**What you should do**
Your task is to transcribe the entries below exactly, beginning with the line containing "380, row 240." and ending with the final line, and to add nothing else.
*** Opening of Exercise input ***
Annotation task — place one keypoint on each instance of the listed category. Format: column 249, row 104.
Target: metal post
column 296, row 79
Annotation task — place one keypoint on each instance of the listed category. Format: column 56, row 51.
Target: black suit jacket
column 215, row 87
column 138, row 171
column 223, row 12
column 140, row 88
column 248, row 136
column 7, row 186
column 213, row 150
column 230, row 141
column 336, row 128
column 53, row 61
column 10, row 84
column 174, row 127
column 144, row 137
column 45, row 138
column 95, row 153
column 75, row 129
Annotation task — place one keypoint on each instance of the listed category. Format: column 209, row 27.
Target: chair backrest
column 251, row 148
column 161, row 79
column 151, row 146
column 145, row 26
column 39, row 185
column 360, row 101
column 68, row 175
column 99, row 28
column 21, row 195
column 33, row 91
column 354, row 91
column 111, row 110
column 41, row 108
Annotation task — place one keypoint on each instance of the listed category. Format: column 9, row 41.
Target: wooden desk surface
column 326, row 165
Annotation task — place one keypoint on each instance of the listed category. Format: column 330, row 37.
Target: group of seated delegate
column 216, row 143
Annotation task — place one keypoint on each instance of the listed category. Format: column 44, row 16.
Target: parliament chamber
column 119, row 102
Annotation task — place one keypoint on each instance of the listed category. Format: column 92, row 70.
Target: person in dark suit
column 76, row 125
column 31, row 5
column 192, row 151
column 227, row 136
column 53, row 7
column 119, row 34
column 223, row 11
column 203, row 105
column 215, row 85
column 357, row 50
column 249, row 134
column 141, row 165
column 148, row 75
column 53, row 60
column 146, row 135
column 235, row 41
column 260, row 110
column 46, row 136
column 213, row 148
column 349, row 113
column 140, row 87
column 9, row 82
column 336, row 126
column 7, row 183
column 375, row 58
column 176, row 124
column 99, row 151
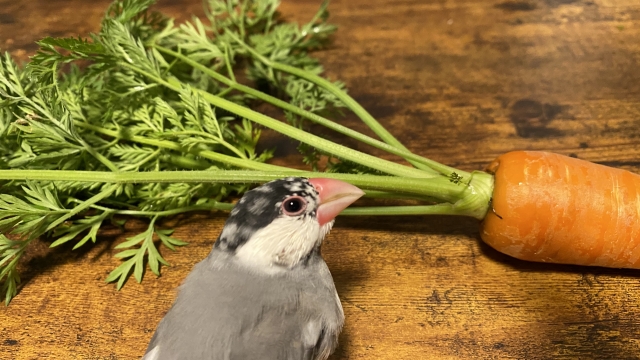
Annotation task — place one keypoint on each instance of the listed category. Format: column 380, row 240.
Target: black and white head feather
column 274, row 226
*** Close of Exercise input ***
**Answer section**
Annotation task — place one keypoint on each instance of the listed category. Format: column 380, row 240.
Target: black and white head feather
column 274, row 226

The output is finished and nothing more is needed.